*TRECHO DO TEXTO:*
++++++++
Após a realização dos tiros, foi executada a pista de deslocamento em areia. Foi utilizada uma pista de obstáculos naturais de treinamento de motoristas dos blindados anfíbios dos fuzileiros navais. A VBTP se comportou muito bem e superou o percurso sem nenhuma dificuldade.
Finalizando a ETO 3, ocorreu uma videoconferência (VC) com a presença de várias autoridades argentinas e brasileiras com o intuito de apresentar os resultados. Nessa oportunidade, os oficiais superiores argentinos que acompanharam todas as provas, explicaram como foi o desenvolvimento da ETO e suas conclusões acerca do desempenho do blindado. Como consequência das explanações, ficou explícito que a VBTP atingiu todas as metas e teve uma performance acima da esperada.
Os oficiais argentinos concluíram que a VBTP Guarani é uma opção viável e que se trata de uma excelente escolha para o Programa Estratégico do Exército Argentino.
Após a VC, foi realizada uma demonstração de tiro da VBTP em movimento, dentro de um contexto tático, com escotilhas fechadas e, em seguida, alguns dos tiros da avaliação também foram apresentados.
++++++++
*TRECHO DA LISTAGEM:*

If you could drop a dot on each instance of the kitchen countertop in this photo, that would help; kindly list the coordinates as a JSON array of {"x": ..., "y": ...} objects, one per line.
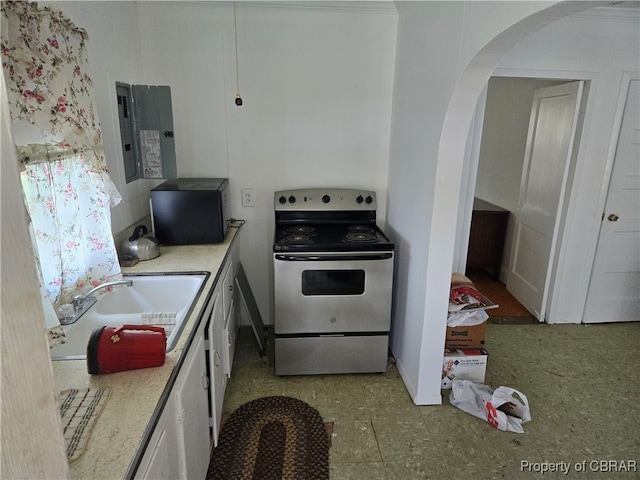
[{"x": 134, "y": 394}]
++++++++
*INSTRUÇÃO 1:* No trecho sobre a VBTP Guarani, reproduza tudo o que vai de "Os oficiais argentinos" até "do Exército Argentino.".
*INSTRUÇÃO 2:* Liste todas as siglas que aparecem no trecho sobre a VBTP Guarani.
A listagem é um material independente, sem relação com o texto.

*RESOLUÇÃO ESCRITA 1:*
Os oficiais argentinos concluíram que a VBTP Guarani é uma opção viável e que se trata de uma excelente escolha para o Programa Estratégico do Exército Argentino.

*RESOLUÇÃO ESCRITA 2:* VBTP, ETO, VC